**WHAT TO PRODUCE**
Beginning at the line that holds "of the submerged", copy the material below exactly through its last line.

----

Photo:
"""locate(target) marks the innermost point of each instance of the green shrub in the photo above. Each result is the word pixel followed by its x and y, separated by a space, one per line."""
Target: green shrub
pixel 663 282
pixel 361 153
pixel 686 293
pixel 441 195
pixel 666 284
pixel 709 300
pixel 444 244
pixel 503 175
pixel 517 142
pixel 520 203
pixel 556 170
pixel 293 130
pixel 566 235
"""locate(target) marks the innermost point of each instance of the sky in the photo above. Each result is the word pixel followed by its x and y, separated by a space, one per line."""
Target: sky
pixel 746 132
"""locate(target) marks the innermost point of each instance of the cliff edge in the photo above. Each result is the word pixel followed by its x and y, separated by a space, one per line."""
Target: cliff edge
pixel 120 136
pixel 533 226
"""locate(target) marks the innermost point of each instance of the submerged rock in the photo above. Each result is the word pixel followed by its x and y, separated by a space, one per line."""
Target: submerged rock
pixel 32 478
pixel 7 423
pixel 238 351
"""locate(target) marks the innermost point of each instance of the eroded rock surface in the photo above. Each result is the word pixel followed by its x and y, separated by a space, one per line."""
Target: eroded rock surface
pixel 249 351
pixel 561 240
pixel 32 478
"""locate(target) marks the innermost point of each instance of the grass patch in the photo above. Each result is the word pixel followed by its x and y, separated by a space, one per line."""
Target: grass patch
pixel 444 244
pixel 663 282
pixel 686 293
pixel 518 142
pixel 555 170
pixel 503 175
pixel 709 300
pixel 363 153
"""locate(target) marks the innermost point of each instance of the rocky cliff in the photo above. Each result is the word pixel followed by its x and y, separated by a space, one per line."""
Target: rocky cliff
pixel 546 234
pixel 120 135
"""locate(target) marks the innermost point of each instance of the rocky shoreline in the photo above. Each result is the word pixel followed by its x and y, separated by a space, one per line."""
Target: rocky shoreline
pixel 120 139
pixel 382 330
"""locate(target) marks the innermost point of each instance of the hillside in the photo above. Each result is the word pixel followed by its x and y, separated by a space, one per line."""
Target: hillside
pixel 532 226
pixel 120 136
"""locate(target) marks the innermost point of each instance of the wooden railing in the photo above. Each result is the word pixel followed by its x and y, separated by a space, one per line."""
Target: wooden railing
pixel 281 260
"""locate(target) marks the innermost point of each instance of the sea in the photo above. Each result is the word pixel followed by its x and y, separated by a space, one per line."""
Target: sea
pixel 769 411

----

**ANSWER BELOW**
"""locate(target) marks the innermost point of each instance of the submerged rock in the photo above. Each result is the word pixel followed by its x and y, separated by a space, one per line."""
Target: submerged rock
pixel 32 478
pixel 7 423
pixel 238 351
"""locate(target) marks the innermost point of each instance of the eroded rock surface in the photo above. Each result is the word pixel followed by its x and y, separated by a space, one per line."""
Target: eroded rock surface
pixel 249 351
pixel 561 240
pixel 32 478
"""locate(target) marks the innermost point of each instance of the grass patch in the photo above. Each result is the word pixel followed by its x and y, separated by a space, one per line."""
Target: grass patch
pixel 444 244
pixel 663 282
pixel 686 293
pixel 518 142
pixel 555 170
pixel 503 175
pixel 709 300
pixel 363 153
"""locate(target) marks the innermost point of each instance of the rocky cliff in the photo above. Each result is the word pixel followed by its x and y, separated by a space, one per line."""
Target: rocky cliff
pixel 546 234
pixel 120 135
"""locate(target) marks the innermost point of each instance of the rocky shoreline in the photo above. Each result is the word pixel followed by its x and y, separated by a space, one per line."""
Target: rocky shoreline
pixel 120 139
pixel 382 330
"""locate(target) marks the innermost point of each instance of the hillside in the photo above. Each result is the word pixel followed by its x and y, separated by a space, one per line."""
Target: hillside
pixel 532 226
pixel 120 136
"""locate(target) marks the innermost point of each instance of the wooden railing in the photo above. Each result is the word pixel followed by its x and y, separated by a space, one per line."""
Target: wooden railing
pixel 281 260
"""locate(target) marks the innermost point of each instance of the sea in the photo above. Each result is the word pixel followed by its x and y, separated by a space, one per line."""
Target: sea
pixel 769 411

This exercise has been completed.